◆ **Exercise**: Return the full listing exactly as it is written.

◆ **Part of a data file**:
────

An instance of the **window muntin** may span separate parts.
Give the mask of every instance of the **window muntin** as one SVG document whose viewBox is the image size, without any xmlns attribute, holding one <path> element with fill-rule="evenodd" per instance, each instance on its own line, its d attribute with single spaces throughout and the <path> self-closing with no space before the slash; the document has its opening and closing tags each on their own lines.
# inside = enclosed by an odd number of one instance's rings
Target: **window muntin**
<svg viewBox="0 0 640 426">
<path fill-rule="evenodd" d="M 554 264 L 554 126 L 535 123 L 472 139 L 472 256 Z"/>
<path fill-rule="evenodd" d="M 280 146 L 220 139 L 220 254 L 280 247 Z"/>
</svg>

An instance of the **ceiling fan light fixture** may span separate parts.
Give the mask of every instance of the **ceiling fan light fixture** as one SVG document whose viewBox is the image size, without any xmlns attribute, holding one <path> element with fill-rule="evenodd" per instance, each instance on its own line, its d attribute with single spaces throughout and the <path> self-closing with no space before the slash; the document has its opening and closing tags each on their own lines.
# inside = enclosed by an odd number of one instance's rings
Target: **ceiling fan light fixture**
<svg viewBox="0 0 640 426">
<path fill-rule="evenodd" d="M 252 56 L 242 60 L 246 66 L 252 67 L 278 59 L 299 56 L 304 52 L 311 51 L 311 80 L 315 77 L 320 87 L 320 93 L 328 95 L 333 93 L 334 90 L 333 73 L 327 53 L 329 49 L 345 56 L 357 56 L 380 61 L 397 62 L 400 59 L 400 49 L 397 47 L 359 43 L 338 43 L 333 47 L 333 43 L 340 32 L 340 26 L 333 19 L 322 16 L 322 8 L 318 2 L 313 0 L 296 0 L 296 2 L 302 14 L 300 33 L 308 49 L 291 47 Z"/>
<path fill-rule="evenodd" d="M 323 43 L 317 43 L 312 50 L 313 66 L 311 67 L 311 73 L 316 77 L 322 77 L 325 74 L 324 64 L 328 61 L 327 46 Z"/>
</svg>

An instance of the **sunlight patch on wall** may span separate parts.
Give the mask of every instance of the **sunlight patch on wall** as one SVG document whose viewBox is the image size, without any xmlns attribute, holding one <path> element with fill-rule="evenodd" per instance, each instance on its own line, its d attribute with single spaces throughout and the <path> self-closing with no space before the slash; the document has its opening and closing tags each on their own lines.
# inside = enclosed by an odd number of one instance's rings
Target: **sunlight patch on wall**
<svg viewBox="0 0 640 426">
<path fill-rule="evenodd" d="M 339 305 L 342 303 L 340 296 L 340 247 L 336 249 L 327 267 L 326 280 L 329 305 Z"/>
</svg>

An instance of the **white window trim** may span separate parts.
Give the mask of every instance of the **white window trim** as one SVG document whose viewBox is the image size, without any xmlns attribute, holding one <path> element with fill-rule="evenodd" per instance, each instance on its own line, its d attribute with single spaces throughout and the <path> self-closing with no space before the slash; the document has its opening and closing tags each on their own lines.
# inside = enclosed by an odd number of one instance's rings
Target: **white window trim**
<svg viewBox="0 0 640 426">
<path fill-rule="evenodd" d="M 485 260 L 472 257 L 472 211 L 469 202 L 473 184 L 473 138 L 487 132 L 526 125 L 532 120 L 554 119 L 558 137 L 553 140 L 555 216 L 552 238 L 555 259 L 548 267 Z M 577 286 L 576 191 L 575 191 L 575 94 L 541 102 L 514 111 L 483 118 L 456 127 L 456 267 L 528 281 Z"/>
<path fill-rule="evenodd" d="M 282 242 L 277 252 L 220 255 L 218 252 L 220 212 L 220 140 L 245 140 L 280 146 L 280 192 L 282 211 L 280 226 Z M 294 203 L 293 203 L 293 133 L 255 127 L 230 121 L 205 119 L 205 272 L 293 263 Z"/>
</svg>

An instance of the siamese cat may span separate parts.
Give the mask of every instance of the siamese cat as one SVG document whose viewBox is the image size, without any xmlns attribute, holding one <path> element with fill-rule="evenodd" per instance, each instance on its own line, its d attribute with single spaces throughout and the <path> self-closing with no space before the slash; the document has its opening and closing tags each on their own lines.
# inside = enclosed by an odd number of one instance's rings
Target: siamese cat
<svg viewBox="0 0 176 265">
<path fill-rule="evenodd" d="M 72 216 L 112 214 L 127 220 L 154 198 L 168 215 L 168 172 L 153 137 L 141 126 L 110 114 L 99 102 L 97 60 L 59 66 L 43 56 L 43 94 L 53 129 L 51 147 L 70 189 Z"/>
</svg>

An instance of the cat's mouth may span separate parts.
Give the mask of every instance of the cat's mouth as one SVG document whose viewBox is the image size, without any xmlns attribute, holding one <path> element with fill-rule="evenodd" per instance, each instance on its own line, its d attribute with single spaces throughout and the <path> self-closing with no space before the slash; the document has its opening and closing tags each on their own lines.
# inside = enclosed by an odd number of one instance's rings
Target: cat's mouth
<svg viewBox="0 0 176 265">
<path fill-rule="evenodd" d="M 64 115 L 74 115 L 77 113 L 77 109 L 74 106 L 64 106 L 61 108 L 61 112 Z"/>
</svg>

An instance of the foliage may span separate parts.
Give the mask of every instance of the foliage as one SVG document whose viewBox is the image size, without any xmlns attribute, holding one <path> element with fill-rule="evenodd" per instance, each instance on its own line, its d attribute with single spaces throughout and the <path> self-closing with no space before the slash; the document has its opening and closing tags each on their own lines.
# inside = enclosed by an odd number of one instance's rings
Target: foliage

────

◆ **Answer below**:
An instance of the **window muntin** may span separate parts.
Give the mask of every instance of the **window muntin** as one SVG document whose viewBox is the image size, without any xmlns attribute, holding one <path> element with fill-rule="evenodd" per instance, each instance on its own line, its d attribute with single spaces throughout and the <path> self-closing with no space before the slash; the document has its opening and closing tags each on their own lines.
# inside = enclosed by an odd number of one instance's rings
Target: **window muntin**
<svg viewBox="0 0 640 426">
<path fill-rule="evenodd" d="M 554 264 L 554 126 L 535 123 L 472 139 L 472 256 Z"/>
<path fill-rule="evenodd" d="M 280 146 L 220 139 L 220 254 L 280 247 Z"/>
</svg>

An instance of the **ceiling fan light fixture** may span separate parts.
Give the mask of every instance of the **ceiling fan light fixture** as one SVG document whose viewBox is the image size, without any xmlns attribute, holding one <path> element with fill-rule="evenodd" per instance, each instance on its own line, its d attribute with single spaces throughout and the <path> self-closing with no space before the slash; the document has its opening and closing tags each on their own lines.
# inside = enclosed by an odd number of one instance's rings
Target: **ceiling fan light fixture**
<svg viewBox="0 0 640 426">
<path fill-rule="evenodd" d="M 252 56 L 242 60 L 246 66 L 252 67 L 278 59 L 299 56 L 304 52 L 311 51 L 311 80 L 315 77 L 320 87 L 320 93 L 328 95 L 333 93 L 334 90 L 333 73 L 327 53 L 329 49 L 345 56 L 357 56 L 380 61 L 397 62 L 400 59 L 400 49 L 397 47 L 359 43 L 338 43 L 333 47 L 333 43 L 340 32 L 340 26 L 333 19 L 322 16 L 322 8 L 318 2 L 313 0 L 296 0 L 296 2 L 302 14 L 300 33 L 308 49 L 291 47 Z"/>
<path fill-rule="evenodd" d="M 323 43 L 317 43 L 312 50 L 313 66 L 311 67 L 311 73 L 316 77 L 322 77 L 325 74 L 324 64 L 328 61 L 327 46 Z"/>
</svg>

An instance of the **sunlight patch on wall** may span separate parts.
Give the mask of every instance of the **sunlight patch on wall** as one SVG document whose viewBox is the image size, without any xmlns attribute, holding one <path> element with fill-rule="evenodd" per instance, each instance on its own line, its d attribute with single spaces throughout and the <path> self-closing with no space before the slash; the document has its opening and closing tags each on their own lines.
# inside = enclosed by an odd number of one instance's rings
Target: **sunlight patch on wall**
<svg viewBox="0 0 640 426">
<path fill-rule="evenodd" d="M 339 305 L 342 303 L 340 296 L 340 247 L 336 249 L 327 267 L 326 280 L 329 305 Z"/>
</svg>

An instance of the **white window trim** may span separate parts.
Give the mask of every instance of the **white window trim** as one SVG document whose viewBox is the image size, without any xmlns attribute, holding one <path> element with fill-rule="evenodd" per instance, each instance on its own line, its d attribute with single spaces throughout and the <path> self-closing with no space before the slash; the document has its opening and closing tags each on their own lines.
# inside = enclosed by an odd number of one instance's rings
Target: **white window trim**
<svg viewBox="0 0 640 426">
<path fill-rule="evenodd" d="M 485 260 L 472 257 L 472 211 L 469 202 L 473 184 L 473 138 L 487 132 L 526 125 L 532 120 L 554 119 L 558 137 L 553 140 L 555 216 L 552 238 L 555 259 L 548 267 Z M 577 286 L 576 191 L 575 191 L 575 94 L 541 102 L 514 111 L 483 118 L 456 127 L 456 267 L 528 281 Z"/>
<path fill-rule="evenodd" d="M 282 242 L 277 252 L 220 255 L 218 252 L 220 212 L 220 140 L 245 140 L 280 146 L 280 192 L 282 211 L 280 226 Z M 294 203 L 293 203 L 293 133 L 255 127 L 230 121 L 205 119 L 205 272 L 293 263 Z"/>
</svg>

An instance of the siamese cat may span separate parts.
Give the mask of every instance of the siamese cat as one SVG document whose viewBox is the image size, without any xmlns attribute, holding one <path> element with fill-rule="evenodd" per instance, each instance on its own line, its d attribute with single spaces throughout and the <path> self-closing with no space before the slash; the document has its opening and closing tags each on their own lines.
# inside = enclosed by an odd number of one instance's rings
Target: siamese cat
<svg viewBox="0 0 176 265">
<path fill-rule="evenodd" d="M 72 216 L 112 214 L 127 220 L 154 198 L 168 215 L 168 172 L 153 137 L 141 126 L 110 114 L 99 102 L 97 60 L 59 66 L 43 56 L 43 94 L 53 129 L 51 147 L 70 189 Z"/>
</svg>

An instance of the cat's mouth may span separate parts.
Give the mask of every instance of the cat's mouth as one SVG document whose viewBox is the image size, without any xmlns attribute, holding one <path> element with fill-rule="evenodd" per instance, each instance on its own line, its d attribute with single spaces throughout and the <path> self-closing with no space before the slash; the document has its opening and closing tags each on their own lines.
# inside = enclosed by an odd number of one instance's rings
Target: cat's mouth
<svg viewBox="0 0 176 265">
<path fill-rule="evenodd" d="M 64 115 L 74 115 L 77 113 L 77 109 L 74 106 L 64 106 L 61 108 L 61 112 Z"/>
</svg>

An instance of the foliage may span separate parts.
Give the mask of every instance of the foliage as one SVG document whose viewBox is the image size, without any xmlns attribute, holding one <path> element with fill-rule="evenodd" per instance, each instance on its own line, its d attribute with single spaces throughout and the <path> self-closing with no space before the slash; the document has its opening and closing tags each on their own lines.
# inside = enclosed by an odd number of one instance's rings
Target: foliage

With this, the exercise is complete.